AIM OF THE EXERCISE: All lines holding the string "curved" should be copied from the data below.

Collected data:
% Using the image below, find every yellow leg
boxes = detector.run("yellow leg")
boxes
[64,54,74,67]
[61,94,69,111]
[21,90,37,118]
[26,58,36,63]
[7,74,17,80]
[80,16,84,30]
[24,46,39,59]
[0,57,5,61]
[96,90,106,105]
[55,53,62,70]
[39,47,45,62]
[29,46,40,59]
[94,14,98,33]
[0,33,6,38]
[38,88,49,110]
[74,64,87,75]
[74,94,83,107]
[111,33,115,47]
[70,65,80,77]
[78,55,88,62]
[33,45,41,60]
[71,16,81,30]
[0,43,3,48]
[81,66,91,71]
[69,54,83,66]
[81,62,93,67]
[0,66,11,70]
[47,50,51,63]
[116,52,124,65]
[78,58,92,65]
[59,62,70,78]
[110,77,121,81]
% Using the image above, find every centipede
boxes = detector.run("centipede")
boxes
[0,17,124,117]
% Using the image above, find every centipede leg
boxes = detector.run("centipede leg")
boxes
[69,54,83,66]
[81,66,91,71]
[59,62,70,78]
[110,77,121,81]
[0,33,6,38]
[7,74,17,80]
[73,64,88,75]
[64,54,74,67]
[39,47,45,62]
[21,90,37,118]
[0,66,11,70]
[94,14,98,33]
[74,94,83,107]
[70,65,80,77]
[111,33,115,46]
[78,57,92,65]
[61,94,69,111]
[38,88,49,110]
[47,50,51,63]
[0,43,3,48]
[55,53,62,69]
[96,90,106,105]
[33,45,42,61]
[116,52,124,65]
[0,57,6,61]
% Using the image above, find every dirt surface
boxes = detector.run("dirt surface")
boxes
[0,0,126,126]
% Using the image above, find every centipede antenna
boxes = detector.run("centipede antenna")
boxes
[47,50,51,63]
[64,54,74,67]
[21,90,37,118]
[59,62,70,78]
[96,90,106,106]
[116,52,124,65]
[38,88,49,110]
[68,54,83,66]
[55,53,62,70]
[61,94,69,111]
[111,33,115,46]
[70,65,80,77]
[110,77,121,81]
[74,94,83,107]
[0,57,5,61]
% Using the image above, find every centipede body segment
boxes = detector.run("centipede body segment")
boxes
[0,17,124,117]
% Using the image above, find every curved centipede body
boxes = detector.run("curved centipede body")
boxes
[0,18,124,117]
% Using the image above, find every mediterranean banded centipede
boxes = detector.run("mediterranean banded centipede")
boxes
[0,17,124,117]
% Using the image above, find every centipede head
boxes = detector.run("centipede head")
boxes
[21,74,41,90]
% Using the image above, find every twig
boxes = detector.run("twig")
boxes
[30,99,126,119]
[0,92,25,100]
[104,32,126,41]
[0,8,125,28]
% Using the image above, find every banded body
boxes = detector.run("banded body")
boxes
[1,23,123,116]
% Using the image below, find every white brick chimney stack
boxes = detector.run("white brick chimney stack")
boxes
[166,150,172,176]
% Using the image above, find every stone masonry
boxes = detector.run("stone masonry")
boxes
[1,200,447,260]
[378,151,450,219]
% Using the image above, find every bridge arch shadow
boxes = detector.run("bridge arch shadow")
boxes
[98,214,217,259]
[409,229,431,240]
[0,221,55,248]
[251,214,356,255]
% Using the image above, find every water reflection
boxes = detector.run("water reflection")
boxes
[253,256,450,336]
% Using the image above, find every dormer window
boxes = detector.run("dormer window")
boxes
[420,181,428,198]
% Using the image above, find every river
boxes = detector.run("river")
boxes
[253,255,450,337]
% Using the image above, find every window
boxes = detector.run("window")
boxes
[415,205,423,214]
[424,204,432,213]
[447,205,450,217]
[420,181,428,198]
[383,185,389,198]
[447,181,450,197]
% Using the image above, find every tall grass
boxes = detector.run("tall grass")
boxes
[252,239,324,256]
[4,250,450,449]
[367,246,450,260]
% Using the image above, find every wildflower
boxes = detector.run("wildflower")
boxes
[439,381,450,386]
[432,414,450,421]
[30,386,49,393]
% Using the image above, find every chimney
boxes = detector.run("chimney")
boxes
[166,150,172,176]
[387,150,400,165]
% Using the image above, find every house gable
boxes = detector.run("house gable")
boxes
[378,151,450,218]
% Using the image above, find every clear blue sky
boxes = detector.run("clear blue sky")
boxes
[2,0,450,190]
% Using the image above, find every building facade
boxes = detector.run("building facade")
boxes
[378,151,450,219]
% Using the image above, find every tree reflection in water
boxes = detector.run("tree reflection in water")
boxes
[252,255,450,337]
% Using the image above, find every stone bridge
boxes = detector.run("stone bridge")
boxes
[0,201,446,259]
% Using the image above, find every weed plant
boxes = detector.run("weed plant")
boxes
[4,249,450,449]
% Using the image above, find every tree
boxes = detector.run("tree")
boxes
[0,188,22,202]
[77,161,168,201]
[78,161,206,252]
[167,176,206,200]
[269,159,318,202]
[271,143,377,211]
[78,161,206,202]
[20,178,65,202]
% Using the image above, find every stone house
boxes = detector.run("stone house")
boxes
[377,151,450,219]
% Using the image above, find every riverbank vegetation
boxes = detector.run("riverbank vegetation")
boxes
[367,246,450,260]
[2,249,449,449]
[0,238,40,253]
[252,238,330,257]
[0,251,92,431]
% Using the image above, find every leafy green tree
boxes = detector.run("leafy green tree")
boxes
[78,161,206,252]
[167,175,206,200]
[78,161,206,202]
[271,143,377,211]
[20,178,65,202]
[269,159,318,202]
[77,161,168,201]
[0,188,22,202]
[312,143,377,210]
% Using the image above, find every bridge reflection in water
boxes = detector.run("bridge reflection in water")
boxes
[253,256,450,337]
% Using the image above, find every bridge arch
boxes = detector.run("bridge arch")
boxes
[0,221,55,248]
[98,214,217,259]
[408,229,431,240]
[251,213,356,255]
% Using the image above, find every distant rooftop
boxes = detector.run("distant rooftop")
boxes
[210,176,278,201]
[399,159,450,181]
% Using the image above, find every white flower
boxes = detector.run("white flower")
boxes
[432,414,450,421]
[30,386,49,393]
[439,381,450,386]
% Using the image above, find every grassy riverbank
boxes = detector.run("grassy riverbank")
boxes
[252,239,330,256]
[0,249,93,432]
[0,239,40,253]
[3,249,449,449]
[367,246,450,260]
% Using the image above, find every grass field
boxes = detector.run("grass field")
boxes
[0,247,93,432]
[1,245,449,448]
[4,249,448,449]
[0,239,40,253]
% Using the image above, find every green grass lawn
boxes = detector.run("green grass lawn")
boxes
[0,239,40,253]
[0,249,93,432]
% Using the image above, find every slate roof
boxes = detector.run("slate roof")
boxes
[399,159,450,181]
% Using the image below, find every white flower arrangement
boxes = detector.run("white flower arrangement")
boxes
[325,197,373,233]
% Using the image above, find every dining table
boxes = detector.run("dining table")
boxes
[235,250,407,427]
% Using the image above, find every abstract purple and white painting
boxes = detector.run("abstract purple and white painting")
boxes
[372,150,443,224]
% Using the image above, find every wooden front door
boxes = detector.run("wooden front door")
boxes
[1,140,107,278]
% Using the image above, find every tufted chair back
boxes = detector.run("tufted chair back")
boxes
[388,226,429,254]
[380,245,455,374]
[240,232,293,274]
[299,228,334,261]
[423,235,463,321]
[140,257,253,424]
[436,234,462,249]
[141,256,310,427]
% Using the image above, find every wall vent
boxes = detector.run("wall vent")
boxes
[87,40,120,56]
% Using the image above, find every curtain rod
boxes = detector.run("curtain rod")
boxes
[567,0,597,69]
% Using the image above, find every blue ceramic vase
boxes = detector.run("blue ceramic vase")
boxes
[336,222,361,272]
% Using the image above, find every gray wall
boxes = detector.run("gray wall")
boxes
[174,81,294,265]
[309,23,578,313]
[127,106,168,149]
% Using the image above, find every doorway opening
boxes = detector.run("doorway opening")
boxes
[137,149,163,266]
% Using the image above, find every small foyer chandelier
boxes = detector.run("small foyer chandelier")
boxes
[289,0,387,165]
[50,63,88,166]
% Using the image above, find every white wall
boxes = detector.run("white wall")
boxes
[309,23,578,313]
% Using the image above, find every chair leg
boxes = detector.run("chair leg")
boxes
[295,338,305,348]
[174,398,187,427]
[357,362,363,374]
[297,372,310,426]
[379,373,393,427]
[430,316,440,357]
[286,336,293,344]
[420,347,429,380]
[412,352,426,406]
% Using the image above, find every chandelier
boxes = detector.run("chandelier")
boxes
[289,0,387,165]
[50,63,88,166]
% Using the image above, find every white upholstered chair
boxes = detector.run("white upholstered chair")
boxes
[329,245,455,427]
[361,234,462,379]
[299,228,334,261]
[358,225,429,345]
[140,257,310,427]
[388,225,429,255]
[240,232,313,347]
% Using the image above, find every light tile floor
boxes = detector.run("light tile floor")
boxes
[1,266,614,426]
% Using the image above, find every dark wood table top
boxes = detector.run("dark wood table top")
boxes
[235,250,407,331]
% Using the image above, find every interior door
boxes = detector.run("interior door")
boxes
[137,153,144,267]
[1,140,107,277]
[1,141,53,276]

SOLUTION BELOW:
% Using the image above, find every curved centipede body
boxes = detector.run("curved centipede body")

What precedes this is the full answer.